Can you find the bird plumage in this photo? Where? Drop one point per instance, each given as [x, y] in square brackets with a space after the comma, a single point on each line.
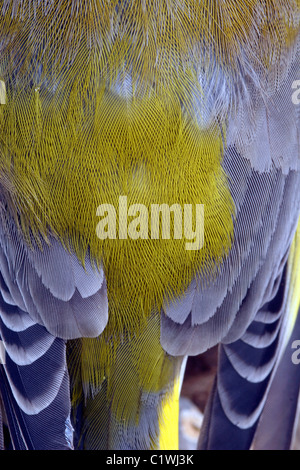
[164, 103]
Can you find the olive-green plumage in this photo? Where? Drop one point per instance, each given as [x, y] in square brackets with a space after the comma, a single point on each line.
[163, 103]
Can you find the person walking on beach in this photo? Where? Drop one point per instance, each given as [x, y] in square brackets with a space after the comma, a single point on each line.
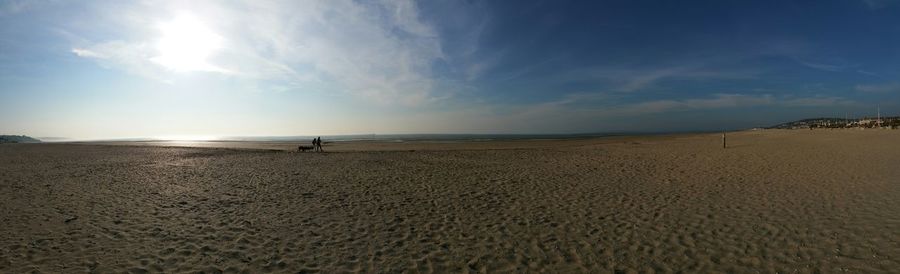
[319, 144]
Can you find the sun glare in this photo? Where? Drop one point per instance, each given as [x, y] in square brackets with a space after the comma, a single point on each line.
[186, 44]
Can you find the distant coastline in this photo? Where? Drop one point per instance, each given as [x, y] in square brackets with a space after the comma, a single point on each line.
[8, 139]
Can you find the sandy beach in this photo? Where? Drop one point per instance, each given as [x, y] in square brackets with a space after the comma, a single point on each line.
[803, 201]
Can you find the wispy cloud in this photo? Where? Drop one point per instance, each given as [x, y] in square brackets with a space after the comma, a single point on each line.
[630, 80]
[879, 88]
[380, 51]
[878, 4]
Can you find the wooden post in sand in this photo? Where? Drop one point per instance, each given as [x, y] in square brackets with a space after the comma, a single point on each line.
[723, 140]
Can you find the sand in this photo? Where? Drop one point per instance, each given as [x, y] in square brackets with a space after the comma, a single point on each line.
[775, 201]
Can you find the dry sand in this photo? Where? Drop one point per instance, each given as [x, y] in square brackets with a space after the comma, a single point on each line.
[785, 201]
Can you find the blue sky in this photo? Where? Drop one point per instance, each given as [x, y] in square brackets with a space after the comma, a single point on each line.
[116, 69]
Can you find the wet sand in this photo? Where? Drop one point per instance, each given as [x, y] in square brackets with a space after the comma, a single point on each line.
[774, 201]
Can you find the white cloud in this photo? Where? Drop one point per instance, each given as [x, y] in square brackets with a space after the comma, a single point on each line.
[379, 51]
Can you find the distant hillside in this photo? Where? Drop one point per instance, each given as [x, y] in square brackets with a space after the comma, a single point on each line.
[17, 139]
[824, 122]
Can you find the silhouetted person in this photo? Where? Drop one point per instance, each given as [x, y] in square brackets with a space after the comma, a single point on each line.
[319, 144]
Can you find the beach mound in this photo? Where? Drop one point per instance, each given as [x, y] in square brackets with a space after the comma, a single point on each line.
[774, 201]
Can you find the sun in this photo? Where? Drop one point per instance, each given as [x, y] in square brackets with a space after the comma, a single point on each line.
[186, 45]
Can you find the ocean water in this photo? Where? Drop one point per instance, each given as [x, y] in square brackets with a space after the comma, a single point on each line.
[425, 137]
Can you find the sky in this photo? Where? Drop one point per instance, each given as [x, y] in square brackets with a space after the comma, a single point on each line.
[204, 69]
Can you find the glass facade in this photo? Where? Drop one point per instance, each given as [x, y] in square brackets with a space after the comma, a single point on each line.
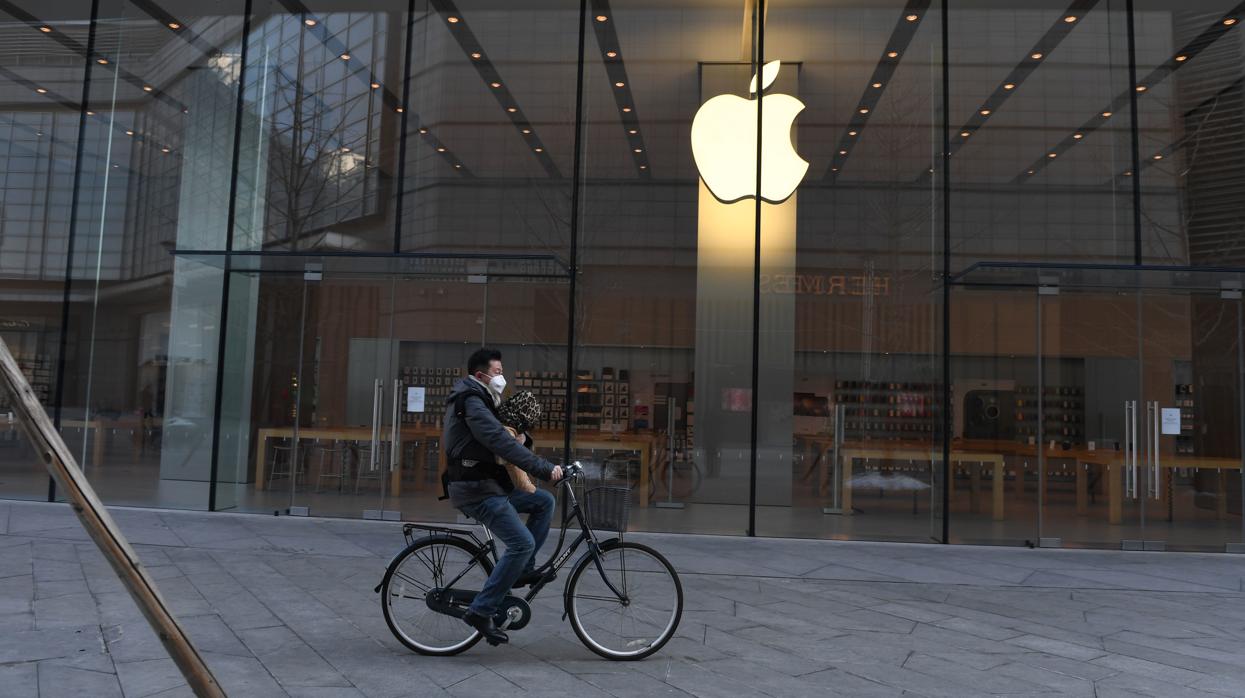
[955, 271]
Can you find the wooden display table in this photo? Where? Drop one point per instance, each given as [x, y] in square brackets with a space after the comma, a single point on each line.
[341, 433]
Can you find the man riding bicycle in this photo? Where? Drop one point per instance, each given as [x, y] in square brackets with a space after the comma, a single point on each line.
[478, 485]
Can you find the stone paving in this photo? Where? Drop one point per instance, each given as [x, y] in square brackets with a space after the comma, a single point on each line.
[285, 607]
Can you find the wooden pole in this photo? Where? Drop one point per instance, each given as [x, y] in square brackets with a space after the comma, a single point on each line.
[103, 530]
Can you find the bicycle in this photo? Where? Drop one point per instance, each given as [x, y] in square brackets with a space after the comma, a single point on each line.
[626, 611]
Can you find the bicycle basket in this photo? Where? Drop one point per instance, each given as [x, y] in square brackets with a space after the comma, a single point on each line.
[608, 508]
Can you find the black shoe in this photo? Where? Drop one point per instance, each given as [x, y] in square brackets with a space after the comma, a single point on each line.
[530, 579]
[486, 627]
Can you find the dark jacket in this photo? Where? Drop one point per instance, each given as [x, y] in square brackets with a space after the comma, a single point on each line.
[483, 427]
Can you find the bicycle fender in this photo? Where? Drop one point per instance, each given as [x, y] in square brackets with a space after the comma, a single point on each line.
[565, 589]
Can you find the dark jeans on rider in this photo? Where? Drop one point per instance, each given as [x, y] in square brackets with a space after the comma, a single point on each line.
[501, 515]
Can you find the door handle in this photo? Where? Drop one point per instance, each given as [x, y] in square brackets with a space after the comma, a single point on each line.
[377, 395]
[395, 429]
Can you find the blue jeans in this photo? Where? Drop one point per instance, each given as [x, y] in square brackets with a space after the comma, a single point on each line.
[501, 515]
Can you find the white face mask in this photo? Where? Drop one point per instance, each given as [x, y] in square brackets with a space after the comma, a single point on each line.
[497, 383]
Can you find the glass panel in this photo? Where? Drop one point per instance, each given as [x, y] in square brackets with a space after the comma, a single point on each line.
[39, 136]
[1040, 132]
[849, 305]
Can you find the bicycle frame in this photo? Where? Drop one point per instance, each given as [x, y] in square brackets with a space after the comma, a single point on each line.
[555, 561]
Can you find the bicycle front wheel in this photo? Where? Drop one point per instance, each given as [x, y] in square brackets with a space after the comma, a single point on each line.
[643, 620]
[427, 564]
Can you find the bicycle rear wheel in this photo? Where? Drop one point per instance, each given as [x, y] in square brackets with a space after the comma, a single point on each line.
[426, 564]
[633, 628]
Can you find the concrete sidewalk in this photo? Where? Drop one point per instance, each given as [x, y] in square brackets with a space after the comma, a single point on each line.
[285, 606]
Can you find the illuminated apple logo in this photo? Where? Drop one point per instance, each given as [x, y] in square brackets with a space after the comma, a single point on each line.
[725, 144]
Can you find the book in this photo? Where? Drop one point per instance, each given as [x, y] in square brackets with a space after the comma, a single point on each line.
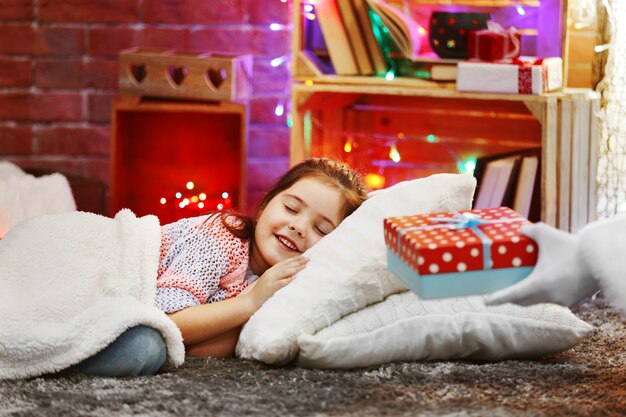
[526, 184]
[511, 179]
[355, 36]
[314, 47]
[402, 28]
[498, 183]
[373, 46]
[336, 37]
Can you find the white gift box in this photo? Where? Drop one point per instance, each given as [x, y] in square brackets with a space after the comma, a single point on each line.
[525, 76]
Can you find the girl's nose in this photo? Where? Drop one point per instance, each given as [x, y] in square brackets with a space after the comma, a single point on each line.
[296, 228]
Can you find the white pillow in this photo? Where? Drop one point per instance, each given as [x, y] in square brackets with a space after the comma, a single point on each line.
[347, 270]
[406, 328]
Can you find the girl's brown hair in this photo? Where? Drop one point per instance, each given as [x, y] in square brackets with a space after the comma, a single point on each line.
[327, 171]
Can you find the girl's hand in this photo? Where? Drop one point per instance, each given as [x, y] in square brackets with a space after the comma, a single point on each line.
[275, 278]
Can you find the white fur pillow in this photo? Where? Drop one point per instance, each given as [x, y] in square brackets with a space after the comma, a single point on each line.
[23, 196]
[347, 269]
[406, 328]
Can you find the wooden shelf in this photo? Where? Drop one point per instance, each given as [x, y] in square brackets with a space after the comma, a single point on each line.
[158, 145]
[473, 3]
[329, 110]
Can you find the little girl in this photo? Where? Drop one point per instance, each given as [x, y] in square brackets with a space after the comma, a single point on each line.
[216, 271]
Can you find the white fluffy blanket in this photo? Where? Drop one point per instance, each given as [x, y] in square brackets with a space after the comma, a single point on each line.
[71, 283]
[23, 196]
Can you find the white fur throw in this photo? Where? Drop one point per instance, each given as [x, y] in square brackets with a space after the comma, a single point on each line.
[603, 248]
[347, 270]
[71, 283]
[23, 196]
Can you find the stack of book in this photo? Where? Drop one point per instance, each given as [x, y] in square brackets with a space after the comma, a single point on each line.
[353, 35]
[510, 180]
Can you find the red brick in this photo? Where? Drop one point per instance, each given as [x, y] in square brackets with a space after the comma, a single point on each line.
[27, 40]
[110, 41]
[103, 73]
[73, 141]
[195, 11]
[164, 38]
[41, 107]
[16, 10]
[270, 42]
[231, 40]
[262, 111]
[98, 169]
[99, 105]
[76, 74]
[262, 172]
[110, 11]
[267, 79]
[16, 140]
[60, 74]
[266, 12]
[268, 141]
[15, 73]
[69, 166]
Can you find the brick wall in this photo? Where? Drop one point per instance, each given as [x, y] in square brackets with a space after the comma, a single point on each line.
[59, 71]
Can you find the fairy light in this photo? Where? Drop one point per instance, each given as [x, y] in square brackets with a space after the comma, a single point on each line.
[279, 60]
[280, 109]
[469, 165]
[374, 181]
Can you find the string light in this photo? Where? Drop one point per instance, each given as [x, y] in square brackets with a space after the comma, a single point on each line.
[394, 155]
[280, 109]
[279, 60]
[347, 147]
[191, 201]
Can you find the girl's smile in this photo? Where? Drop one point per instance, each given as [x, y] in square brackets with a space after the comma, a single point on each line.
[294, 220]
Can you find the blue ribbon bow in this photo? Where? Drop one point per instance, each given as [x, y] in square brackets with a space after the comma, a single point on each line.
[463, 221]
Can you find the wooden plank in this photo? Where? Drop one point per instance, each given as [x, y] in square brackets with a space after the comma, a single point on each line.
[565, 166]
[594, 155]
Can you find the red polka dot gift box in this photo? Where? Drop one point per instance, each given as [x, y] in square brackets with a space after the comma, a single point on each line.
[460, 253]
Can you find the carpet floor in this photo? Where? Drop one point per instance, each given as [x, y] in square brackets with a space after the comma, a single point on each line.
[589, 380]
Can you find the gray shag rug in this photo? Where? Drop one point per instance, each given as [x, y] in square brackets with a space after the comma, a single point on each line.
[589, 380]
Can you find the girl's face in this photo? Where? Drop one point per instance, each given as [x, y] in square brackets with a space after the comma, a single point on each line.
[293, 221]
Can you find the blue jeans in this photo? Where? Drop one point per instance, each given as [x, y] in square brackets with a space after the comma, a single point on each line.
[140, 350]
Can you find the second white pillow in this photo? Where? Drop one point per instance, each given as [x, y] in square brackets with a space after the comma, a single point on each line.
[347, 269]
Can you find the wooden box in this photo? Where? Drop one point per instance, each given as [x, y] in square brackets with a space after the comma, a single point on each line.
[392, 134]
[159, 147]
[192, 75]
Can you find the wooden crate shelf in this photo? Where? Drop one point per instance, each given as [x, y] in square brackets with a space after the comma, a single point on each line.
[471, 125]
[160, 145]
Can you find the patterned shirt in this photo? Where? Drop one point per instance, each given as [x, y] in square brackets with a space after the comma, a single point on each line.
[201, 262]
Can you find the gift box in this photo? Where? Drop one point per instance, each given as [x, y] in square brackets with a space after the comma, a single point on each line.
[520, 76]
[462, 253]
[494, 43]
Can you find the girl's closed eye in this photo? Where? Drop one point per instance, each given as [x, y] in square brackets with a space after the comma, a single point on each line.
[322, 230]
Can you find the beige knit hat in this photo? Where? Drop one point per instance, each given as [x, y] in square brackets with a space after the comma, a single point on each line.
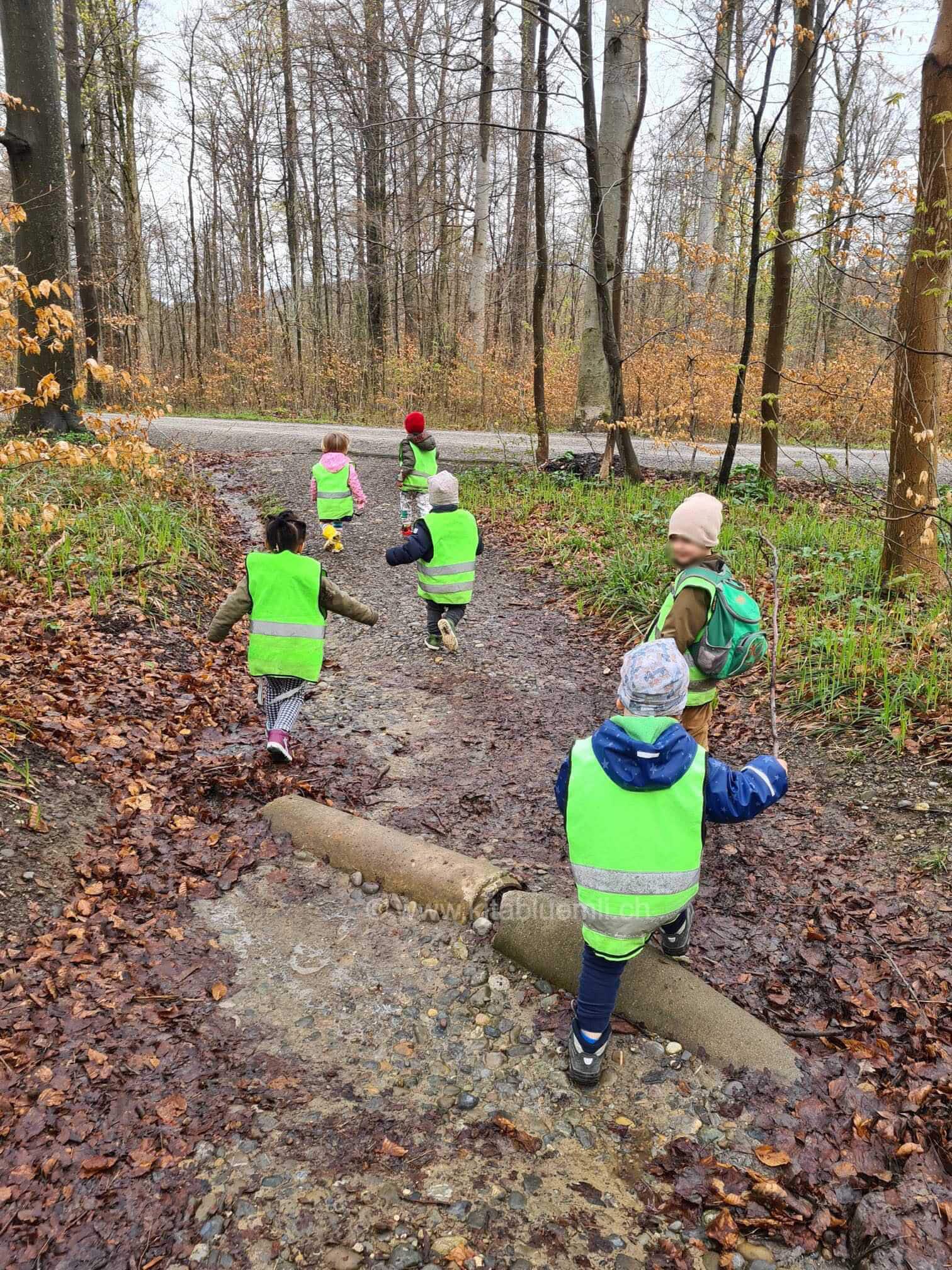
[443, 489]
[698, 520]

WHAT TO WORK ON
Starting at the line that holds "Can you find the girl's face" and ending at the last line of the material above, repeat each line exactly, both ends included, and leave the pictures out.

RESPONSE FOR THIS EXERCISE
Can you find the girl's face in this photo? Where? Drop one point per instance, each given as [x, y] in square brackets with a space after the comma, a single point on each line.
[293, 221]
Can you find the blue jeans in this photo? Where? Drop one point per instance, each given as [x, y] in square brackets with a space after the comma, a single point on each line.
[140, 350]
Can you find the second white pillow in this photo? Where? Drop one point per instance, each given as [x, y] in square brackets with a space after the comma, a single point on each line.
[347, 269]
Can you find the wooden box in this photo? Where? Drop one point per instance, each given as [x, y] in square brackets with a space after the comma, a single point on each line.
[392, 134]
[159, 147]
[192, 75]
Can you find the wooden crate shelf in this photo? Where? Drop one point per instance, each given as [x, y] in square brackets with a space after the comma, a single point on each line.
[471, 125]
[160, 145]
Can you find the patterned shirt in this photo? Where? Drop one point per instance, each given as [x, y] in square brackets with a space after the comma, a single point on each line.
[201, 262]
Can you find the gift box in this photo? Where? Drop one point per instance, each given as [x, y] in square brackets with a space after the comma, a single point on each line.
[520, 76]
[462, 253]
[494, 43]
Can you find the girl's closed eye in this photo? Where? Drop one point per instance, each given as [x, y] in square brackets with a space after the comma, a single point on each line.
[322, 230]
Can you find the beige knit hat in this photo? Where? Drop one point per instance, each given as [x, y] in square brackets with a space after the comma, a single point on each line.
[443, 489]
[698, 520]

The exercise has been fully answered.